BEGIN Source material
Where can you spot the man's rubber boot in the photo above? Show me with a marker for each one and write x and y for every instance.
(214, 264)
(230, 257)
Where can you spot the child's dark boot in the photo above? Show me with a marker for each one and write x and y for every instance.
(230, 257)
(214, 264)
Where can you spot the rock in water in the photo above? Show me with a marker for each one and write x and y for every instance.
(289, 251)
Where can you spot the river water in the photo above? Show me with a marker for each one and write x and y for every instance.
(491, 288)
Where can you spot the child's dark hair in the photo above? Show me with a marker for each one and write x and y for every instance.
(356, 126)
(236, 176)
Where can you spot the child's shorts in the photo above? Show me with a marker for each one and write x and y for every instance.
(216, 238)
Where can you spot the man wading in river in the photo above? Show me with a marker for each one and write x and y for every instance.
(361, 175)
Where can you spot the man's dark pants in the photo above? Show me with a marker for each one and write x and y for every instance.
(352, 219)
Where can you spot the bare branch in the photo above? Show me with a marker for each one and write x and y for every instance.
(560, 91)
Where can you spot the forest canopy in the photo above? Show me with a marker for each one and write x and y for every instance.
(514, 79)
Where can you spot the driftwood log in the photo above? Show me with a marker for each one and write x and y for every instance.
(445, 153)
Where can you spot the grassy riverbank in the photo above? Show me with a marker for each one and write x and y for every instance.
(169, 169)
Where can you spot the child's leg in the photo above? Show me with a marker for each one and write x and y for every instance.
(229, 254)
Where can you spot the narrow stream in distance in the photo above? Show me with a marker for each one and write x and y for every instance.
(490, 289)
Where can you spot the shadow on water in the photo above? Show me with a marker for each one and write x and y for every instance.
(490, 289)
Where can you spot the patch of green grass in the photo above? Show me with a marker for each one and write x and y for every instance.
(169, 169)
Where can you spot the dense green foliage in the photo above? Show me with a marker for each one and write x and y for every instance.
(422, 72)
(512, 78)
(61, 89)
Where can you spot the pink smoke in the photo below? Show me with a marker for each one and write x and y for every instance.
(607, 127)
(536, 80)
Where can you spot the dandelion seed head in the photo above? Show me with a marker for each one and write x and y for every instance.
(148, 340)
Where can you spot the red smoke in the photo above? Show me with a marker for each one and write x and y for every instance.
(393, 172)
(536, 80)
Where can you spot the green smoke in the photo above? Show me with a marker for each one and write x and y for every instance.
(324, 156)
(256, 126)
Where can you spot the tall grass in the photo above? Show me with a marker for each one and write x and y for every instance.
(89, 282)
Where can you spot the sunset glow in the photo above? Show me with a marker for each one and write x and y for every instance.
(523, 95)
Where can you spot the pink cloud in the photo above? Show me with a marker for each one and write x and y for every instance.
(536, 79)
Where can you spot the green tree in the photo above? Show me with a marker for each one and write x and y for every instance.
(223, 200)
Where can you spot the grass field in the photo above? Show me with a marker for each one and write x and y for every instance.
END Source material
Return every line of the data above verbatim, from start to finish.

* _Full response_
Where can you spot the man's rubber boot in the photo above? Show me with a marker for each one and write x and y for every instance.
(214, 264)
(230, 257)
Where can you spot the child's dark boot in the photo above? Show me with a marker for each one and write x and y for every instance.
(230, 257)
(214, 264)
Where can you spot the rock in water in the photo above? Show me with a marker for each one and write x and y for every instance.
(289, 251)
Where can you spot the river water in the photo above? Show me with a marker for each one and write x and y for every instance.
(491, 288)
Where can you spot the child's dark hair in the photo above? Show me with a marker for each one and write x and y for every instance.
(356, 126)
(236, 176)
Where can you spot the child's shorts in the photo above? Show me with a marker for each one and write x and y for every instance.
(216, 238)
Where can you spot the man wading in river in the photo above? Show me with a marker for each one and write x and y for every instance.
(361, 175)
Where can you spot the man's dark pants in the photo above? Show me with a marker for each one and write x and y for every instance.
(352, 219)
Where can you spot the bare branch in the photo above? Show me with a marker for each one and write x and y for every instance.
(560, 91)
Where can you spot the forest canopy in the photo above? Show me with a marker for each one and write x and y for every instance.
(514, 79)
Where can you spot the driftwood log in the photo above? Show me with a marker for each one and write x and y for every instance.
(445, 153)
Where can you spot the grassy riverbank in the photo above? Show me with a marker for each one and write x and y for every instance.
(169, 169)
Where can you spot the child's leg in the photo above? Show me with a marker for each one and write x and y for every instance.
(229, 254)
Where can you spot the narrow stream in distance in the photo above? Show me with a marker for each one and write x and y for every instance.
(490, 289)
Where can you spot the shadow on water in the photo above? Show me with a marker for each one and write x and y for every instance.
(490, 289)
Where can you spot the patch of green grass in the photo above? Show me with a marker for each one and write x and y for every instance.
(169, 169)
Where can you spot the dense green foliage in the photo above? Show me with a marker for each one and write x and y for every instance.
(422, 72)
(512, 78)
(61, 89)
Where can you spot the pink smoke in the photo below? Show me with a marker for each one and write x and y for every instance.
(607, 127)
(536, 80)
Where can you spot the dandelion seed head in the photo above? Show me with a marker for each one and write x and y for every instance.
(148, 340)
Where can you spot the red smoke in the photo above? Show me with a marker for each one and write x and y for every instance.
(393, 172)
(536, 80)
Where can you spot the green smoke in the photo above? Show me with a marker for each one and write x and y for every instance.
(324, 156)
(256, 126)
Where can you spot the tall grass in the photo above? Show me with a marker for each one and write x and y for every instance.
(89, 282)
Where can you spot the sunset glow in the photo above? Show me with a marker for each one and write x and y for every instance.
(523, 95)
Where can you spot the pink cloud in the photo above? Show me with a marker for each one and write x and y for every instance.
(536, 79)
Where can you spot the green tree in the photo above? Show me with a marker for each one and write x and y for every instance.
(223, 200)
Where can you spot the grass field in the photo above? Show me with a marker for each one and write x and y for every instance.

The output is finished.